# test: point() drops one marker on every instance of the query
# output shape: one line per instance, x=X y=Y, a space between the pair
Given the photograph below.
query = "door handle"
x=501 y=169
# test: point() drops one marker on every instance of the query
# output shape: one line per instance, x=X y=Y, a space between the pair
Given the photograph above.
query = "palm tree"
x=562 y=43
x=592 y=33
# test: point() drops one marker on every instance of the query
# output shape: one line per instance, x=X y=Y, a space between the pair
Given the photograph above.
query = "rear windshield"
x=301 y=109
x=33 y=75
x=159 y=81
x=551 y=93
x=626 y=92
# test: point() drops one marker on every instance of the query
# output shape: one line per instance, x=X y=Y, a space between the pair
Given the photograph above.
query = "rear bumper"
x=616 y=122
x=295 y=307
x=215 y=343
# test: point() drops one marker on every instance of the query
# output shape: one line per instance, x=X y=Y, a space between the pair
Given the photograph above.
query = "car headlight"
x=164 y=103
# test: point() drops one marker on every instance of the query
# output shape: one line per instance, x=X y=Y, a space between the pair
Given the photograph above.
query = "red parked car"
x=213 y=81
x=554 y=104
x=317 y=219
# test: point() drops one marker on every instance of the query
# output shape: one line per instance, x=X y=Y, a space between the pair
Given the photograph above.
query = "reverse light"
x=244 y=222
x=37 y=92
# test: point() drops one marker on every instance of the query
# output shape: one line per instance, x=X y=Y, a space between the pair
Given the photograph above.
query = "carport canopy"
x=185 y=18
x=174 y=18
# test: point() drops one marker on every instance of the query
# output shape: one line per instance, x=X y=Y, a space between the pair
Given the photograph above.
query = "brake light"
#####
EXERCISE BRIEF. The answer must be the data above, repeated exactly as it stands.

WRITTEN REPLY.
# test: point() drops one marker on every instance of the query
# output shape: one line per instance, x=X y=Y, a space between the pair
Given the photograph below.
query = "door handle"
x=501 y=169
# test: point() drops one marker on every instance of the query
# output shape: one line per instance, x=X y=Y, a space between the pair
Given the photograph above.
query = "palm tree"
x=562 y=43
x=592 y=33
# test: point() drops one marker on every instance of the query
# output shape: one line per instance, x=X y=Y, a space between the pair
Given the photograph above.
query = "rear windshield"
x=301 y=109
x=33 y=75
x=159 y=81
x=551 y=93
x=626 y=92
# test: point() drops one marker on every instance of the query
# output shape: one line per instance, x=X y=Y, a space between the pair
Given the photograph above.
query = "rear bumper"
x=616 y=122
x=295 y=307
x=215 y=343
# test: point() drops one marker on every instance of the query
# output shape: one line per instance, x=X y=Y, a space between the pair
Given the photograph above.
query = "car headlight"
x=164 y=103
# test: point() drops one marker on every instance of the query
# output shape: one line per instance, x=X y=Y, a space between the pair
Given the photograph above.
query = "red parked car"
x=213 y=81
x=554 y=104
x=317 y=219
# test: point() drops one marker on every instance of the query
# output shape: one line per instance, x=X y=Y, a space between the pair
Given the photograph above.
query = "reverse light"
x=244 y=222
x=37 y=92
# test: point() drops one marker on every instance of the query
# output shape: one line per instance, x=X y=Y, a space between the pair
Given the photograph above.
query = "carport canopy"
x=185 y=18
x=174 y=18
# test: point() drops one marker on every instance of the query
# output shape: one line per instance, x=X y=Y, a space between the pair
Given the photograph above.
query = "brake light"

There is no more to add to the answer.